Material for this task —
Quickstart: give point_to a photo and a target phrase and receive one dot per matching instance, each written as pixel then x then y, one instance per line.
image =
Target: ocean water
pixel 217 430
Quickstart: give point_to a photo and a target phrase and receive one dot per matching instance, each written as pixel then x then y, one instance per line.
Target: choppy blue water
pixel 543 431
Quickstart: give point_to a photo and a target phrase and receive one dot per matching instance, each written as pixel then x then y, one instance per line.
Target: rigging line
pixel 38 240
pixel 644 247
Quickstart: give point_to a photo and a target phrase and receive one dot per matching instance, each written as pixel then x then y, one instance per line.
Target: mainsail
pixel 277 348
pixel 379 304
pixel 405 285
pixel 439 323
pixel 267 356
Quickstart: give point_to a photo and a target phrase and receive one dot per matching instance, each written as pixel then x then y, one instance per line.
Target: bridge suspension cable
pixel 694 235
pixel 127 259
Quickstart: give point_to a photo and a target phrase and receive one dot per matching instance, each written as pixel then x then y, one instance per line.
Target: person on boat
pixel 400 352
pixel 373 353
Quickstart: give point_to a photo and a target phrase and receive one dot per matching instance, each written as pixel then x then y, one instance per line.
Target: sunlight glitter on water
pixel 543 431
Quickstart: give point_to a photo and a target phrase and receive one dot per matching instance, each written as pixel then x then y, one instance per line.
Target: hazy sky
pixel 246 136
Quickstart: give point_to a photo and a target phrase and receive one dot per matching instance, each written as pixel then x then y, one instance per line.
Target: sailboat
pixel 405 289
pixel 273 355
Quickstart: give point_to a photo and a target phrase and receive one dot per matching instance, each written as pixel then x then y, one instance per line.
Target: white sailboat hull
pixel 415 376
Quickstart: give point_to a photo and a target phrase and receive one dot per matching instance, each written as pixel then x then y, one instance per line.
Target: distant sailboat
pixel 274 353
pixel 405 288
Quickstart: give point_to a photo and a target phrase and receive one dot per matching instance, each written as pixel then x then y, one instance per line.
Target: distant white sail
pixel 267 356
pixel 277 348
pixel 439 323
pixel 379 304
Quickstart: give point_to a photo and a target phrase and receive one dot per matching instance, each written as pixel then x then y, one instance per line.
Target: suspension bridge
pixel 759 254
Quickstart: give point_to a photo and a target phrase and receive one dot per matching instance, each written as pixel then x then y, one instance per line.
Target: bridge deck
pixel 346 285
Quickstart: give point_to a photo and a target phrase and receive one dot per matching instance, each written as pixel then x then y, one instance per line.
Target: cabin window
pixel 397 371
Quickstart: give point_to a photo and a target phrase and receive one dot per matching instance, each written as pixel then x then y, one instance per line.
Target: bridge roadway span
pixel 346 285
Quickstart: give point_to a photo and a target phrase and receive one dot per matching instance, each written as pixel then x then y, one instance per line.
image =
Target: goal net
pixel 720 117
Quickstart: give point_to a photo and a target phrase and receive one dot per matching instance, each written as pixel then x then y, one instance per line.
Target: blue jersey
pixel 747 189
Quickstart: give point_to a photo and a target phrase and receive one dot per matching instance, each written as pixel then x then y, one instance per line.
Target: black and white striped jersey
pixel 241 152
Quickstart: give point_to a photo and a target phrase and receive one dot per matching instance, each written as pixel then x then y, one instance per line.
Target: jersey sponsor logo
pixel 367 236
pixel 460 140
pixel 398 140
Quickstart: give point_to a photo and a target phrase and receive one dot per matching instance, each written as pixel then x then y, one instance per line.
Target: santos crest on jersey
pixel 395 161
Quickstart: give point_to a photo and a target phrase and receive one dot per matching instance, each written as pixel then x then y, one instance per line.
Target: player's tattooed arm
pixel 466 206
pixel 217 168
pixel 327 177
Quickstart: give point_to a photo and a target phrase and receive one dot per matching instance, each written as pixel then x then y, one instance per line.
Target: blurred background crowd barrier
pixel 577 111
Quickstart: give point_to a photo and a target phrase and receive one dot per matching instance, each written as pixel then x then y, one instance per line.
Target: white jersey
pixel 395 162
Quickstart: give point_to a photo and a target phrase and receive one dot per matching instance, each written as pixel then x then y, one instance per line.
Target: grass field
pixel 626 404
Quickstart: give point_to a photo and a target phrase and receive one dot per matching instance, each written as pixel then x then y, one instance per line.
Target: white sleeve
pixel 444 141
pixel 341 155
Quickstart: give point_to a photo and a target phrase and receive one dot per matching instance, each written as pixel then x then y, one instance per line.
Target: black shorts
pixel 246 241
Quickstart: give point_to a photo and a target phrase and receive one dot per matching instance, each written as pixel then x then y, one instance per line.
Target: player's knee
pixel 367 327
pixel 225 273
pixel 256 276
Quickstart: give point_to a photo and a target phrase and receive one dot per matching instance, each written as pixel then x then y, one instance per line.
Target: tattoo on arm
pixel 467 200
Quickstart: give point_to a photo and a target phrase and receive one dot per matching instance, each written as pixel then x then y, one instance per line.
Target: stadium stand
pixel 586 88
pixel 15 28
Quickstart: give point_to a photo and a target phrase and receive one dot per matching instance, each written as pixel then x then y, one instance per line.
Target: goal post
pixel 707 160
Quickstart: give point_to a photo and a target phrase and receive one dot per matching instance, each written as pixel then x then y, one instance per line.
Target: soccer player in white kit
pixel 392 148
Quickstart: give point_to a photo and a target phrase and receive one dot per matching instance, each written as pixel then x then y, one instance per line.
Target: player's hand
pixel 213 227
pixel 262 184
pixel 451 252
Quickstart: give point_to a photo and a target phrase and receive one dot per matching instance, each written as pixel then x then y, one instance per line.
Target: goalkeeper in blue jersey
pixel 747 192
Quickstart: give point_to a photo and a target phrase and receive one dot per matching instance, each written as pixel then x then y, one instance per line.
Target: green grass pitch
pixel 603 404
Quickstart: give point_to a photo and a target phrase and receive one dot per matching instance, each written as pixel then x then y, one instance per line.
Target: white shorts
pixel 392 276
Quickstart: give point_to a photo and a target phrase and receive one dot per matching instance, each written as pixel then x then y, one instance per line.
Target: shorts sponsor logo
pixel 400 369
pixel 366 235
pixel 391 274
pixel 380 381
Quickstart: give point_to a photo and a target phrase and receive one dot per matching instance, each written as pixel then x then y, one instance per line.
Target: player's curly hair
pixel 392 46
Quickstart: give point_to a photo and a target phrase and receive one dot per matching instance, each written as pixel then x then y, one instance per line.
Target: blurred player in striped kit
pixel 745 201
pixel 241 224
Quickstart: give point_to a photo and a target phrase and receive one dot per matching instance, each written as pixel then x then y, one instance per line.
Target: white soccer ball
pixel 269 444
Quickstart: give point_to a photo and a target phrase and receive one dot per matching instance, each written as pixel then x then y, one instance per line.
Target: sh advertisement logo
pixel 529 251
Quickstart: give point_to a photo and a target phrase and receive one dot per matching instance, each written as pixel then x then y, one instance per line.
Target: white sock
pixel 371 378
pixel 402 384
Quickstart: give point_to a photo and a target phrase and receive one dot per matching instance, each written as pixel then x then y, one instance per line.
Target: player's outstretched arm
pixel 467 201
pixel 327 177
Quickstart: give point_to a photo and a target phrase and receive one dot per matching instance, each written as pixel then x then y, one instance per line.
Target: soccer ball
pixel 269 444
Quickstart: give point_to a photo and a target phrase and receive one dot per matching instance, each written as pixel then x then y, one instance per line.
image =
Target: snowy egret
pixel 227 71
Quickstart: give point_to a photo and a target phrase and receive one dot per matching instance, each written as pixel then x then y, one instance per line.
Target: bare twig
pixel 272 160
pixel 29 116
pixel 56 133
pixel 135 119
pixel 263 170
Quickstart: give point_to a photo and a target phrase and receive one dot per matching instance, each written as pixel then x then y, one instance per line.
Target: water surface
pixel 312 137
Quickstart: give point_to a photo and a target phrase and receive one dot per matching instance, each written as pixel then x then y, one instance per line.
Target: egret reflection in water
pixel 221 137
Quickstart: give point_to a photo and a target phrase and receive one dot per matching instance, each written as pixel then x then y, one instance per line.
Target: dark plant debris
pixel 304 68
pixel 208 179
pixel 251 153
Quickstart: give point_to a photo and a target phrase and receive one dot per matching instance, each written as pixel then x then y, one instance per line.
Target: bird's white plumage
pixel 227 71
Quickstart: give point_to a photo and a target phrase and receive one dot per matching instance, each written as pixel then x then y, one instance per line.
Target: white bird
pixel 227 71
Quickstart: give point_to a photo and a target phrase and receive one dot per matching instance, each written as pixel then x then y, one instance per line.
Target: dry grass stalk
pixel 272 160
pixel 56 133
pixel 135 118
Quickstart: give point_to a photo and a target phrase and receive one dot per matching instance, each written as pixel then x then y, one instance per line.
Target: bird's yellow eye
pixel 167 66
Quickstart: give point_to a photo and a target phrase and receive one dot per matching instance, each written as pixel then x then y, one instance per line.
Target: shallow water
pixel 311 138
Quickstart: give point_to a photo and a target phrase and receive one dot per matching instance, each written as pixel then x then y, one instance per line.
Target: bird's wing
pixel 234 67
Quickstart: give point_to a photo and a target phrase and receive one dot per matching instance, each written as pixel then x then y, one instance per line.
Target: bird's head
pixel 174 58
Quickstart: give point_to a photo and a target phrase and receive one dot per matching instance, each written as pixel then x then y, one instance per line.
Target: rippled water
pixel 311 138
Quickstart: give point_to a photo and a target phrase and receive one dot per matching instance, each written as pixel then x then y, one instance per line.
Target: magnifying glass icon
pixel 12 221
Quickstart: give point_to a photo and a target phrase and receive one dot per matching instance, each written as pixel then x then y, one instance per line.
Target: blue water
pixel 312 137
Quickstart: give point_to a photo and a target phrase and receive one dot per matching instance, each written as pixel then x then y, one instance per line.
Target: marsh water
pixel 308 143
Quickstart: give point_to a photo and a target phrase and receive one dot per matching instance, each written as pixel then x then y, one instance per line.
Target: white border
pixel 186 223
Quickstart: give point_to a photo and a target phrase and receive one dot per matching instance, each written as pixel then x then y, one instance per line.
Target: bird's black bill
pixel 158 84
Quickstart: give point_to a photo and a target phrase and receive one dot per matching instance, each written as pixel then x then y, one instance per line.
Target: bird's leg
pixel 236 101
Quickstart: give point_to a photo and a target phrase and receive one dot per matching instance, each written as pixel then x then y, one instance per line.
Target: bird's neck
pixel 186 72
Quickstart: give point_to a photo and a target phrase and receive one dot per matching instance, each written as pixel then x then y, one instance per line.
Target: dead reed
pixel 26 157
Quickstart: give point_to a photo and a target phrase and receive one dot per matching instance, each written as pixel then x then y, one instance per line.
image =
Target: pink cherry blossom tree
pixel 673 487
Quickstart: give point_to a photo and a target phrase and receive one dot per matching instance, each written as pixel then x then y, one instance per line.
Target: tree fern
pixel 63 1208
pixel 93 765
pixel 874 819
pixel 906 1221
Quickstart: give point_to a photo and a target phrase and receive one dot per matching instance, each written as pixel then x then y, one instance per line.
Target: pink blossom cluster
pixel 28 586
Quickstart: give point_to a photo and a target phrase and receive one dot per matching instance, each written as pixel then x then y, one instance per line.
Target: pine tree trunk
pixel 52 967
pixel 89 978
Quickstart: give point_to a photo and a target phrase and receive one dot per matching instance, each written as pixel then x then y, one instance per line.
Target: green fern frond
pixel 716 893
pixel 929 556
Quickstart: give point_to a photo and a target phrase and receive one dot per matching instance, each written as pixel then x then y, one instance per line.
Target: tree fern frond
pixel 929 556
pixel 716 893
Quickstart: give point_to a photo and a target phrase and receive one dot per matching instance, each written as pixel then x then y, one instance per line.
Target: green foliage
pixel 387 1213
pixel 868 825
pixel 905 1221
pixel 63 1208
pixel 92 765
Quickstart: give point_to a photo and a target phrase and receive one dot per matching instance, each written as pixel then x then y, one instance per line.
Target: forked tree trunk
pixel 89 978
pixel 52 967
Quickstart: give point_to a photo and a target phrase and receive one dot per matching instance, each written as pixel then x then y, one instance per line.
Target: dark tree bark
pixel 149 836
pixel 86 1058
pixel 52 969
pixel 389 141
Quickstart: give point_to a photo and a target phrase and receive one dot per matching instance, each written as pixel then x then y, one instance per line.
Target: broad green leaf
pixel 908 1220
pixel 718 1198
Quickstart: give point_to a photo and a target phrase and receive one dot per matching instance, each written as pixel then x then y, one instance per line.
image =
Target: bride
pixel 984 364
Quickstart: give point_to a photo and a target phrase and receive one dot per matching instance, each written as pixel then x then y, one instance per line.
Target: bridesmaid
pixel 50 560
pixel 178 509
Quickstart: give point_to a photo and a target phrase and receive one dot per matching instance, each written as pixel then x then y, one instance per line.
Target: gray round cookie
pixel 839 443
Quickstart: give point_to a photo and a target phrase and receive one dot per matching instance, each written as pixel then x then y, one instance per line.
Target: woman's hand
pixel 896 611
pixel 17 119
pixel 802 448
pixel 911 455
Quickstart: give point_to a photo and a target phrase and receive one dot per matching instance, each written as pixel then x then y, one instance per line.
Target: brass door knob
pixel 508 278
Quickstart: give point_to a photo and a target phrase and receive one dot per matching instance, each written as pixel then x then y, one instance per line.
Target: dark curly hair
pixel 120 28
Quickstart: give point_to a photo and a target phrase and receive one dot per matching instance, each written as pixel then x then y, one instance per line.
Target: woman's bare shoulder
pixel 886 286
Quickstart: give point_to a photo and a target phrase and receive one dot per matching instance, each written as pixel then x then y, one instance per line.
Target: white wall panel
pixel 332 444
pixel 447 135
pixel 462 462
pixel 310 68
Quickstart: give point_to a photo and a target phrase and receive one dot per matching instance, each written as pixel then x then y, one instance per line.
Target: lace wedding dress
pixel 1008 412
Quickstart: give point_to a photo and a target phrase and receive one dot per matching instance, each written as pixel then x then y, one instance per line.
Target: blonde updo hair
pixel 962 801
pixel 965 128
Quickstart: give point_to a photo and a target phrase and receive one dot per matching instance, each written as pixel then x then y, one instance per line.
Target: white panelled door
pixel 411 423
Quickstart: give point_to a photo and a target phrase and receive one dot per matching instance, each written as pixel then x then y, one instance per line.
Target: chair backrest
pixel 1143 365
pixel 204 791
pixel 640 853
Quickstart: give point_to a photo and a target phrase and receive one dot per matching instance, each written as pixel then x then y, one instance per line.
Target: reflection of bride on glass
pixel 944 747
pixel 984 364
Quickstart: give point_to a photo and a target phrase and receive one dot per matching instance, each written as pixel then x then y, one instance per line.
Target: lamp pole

Objective — Count the lines of the records that contain the word "door" and give only that number.

Worked answer — 2